__Tâches__.
1 - D'après l'extrait sur l'autorité judiciaire, les affirmations suivantes sont-elles exactes ? Répondez par oui ou non et citez les mots décisifs. (a) Locke et Montesquieu parlent tous deux de pouvoir exécutif, législatif et judiciaire. (b) La notion de « check and balances » est associée à la France. (c) Les commentaires se limitent à la notion de « pouvoir judiciaire ».
2 - Traduisez en anglais cette phrase de l'extrait sur l'autorité judiciaire : « Les réformes doivent aussi prendre en compte l’exactitude des concepts. »
3 - Poursuivez l'extrait sur l'autorité judiciaire à partir de sa dernière phrase.

__Extrait choisi__.
_____

Autorité judiciaire et non « pouvoir » judiciaire

 

  1. Les réformes doivent aussi prendre en compte l’exactitude des concepts. Or, il y a beaucoup d’abus dans les concepts utilisés, pas seulement au Sénégal. Nous voudrions limiter nos commentaires à la notion de « pouvoir judiciaire ». Bien sûr autant Locke que Montesquieu parle de « pouvoir exécutif, législatif et judiciaire » et de leur séparation. Pour Montesquieu: « Lorsque le pouvoir législatif et le pouvoir exécutif se trouvent dans les mains d’une même personne ou d’un même organe souverain, il n’y a point de liberté » et il ajoute « Il n’y a point encore de liberté si la puissance de juger n’est pas séparée de la puissance législative et de l’exécutrice. De quelque façon cet auteur ne réputait pas le pouvoir judiciaire comme un tiers pouvoir placé sur le même plan du législatif ou de l’exécutif. Il devrait être en quelque façon invisible et nul et les juges ne sont plus que la bouche de la loi. Pour Montesquieu la loi devrait être si absolue et auto suffisante, en donnant des critères juridiques génériques et abstraits, qu’elle ne devrait pas être plus que la prémisse majeur d’un syllogisme » (Montesquieu)

Cependant, la doctrine a évolué avec la notion de « collaboration de pouvoirs » comme en France ou avec des « check and balances » comme aux USA, pour assurer une neutralisation des excès de pouvoirs pouvant conduire à l’absolutisme, contre lequel luttait le concept de séparation des pouvoirs.

_____

[Entrées sur la localisation d'objets nommés]
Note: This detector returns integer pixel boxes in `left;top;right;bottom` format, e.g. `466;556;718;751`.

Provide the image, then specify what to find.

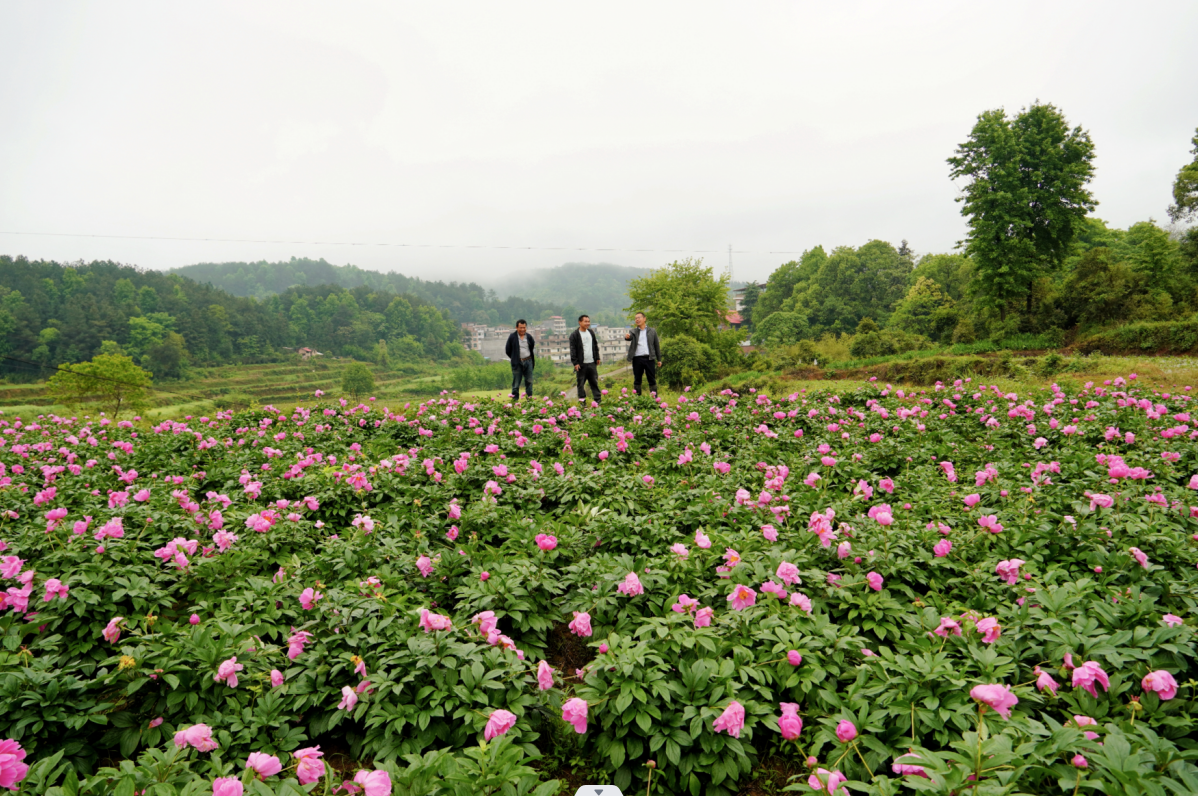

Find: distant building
732;284;766;313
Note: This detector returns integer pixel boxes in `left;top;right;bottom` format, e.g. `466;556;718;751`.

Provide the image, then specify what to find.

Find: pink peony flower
932;616;961;639
568;611;591;638
212;777;246;796
712;700;745;738
976;616;1003;644
537;661;553;691
616;572;645;597
212;656;246;688
483;708;516;741
300;589;325;611
890;754;931;779
420;608;453;633
969;685;1019;719
1139;669;1178;700
246;752;283;779
727;584;757;611
562;697;587;735
175;724;218;752
353;768;391;796
994;559;1027;586
807;768;848;796
778;702;803;741
0;738;29;790
291;746;325;785
1073;661;1111;698
774;561;803;586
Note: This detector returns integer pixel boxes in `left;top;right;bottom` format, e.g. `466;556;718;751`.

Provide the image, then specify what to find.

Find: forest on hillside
171;258;563;326
0;255;472;380
742;110;1198;357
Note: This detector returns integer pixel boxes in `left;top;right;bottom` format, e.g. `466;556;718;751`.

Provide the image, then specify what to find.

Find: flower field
0;376;1198;796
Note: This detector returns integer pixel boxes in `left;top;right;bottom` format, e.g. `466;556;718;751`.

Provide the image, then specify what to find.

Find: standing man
624;313;661;396
570;315;603;405
503;318;537;404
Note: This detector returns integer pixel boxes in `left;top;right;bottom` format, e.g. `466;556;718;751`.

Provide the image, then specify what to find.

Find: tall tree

_____

__Réponses dans l'ordre__.
1 -
(a) Oui : “Bien sûr autant Locke que Montesquieu parle de « pouvoir exécutif, législatif et judiciaire » et de leur séparation.”
(b) Non : “avec des « check and balances » comme aux USA”
(c) Oui : “Nous voudrions limiter nos commentaires à la notion de « pouvoir judiciaire ».”

2 - Reforms must also take into account the accuracy of concepts.

3 -
  1. Le glissement sémantique pourrait amener à mettre « le pouvoir judiciaire » sur le même plan que le pouvoir exécutif et le pouvoir législatif. Or, même, si notre constitution parle de « pouvoir judiciaire » Titre VIII, il s’agit en fait d’ « autorité judiciaire ». Du reste, le Titre VIII de la constitution de la Vème République Française dont dérive la nôtre, parle à juste titre d’« autorité judiciaire ». En effet, dans notre pays, si le pouvoir exécutif et le pouvoir législatif sont élus au suffrage universel. Tel n’est pas le cas du « pouvoir judiciaire ». Ainsi, il est plus judicieux de parler d’ « autorité judiciaire » y compris en révisant le titre VIII de notre constitution. En outre, il serait aussi important de mettre la présentation de l’autorité judiciaire avant les autres Institutions telles que le CESE.

 

  1. Du reste, dès son accession à l’indépendance, le Sénégal a, dans sa Constitution du 26 août 1960, consacré la justice comme une autorité judiciaire. Ce n’est que trois années après, avec la Constitution du 07 mars 1963, que la justice est passée d’une autorité judiciaire à un pouvoir judiciaire conformément aux dispositions de l’article 80 : « Le pouvoir judiciaire, indépendant du pouvoir législatif et du pouvoir exécutif, est exercé par la Cour suprême et les cours et tribunaux. ».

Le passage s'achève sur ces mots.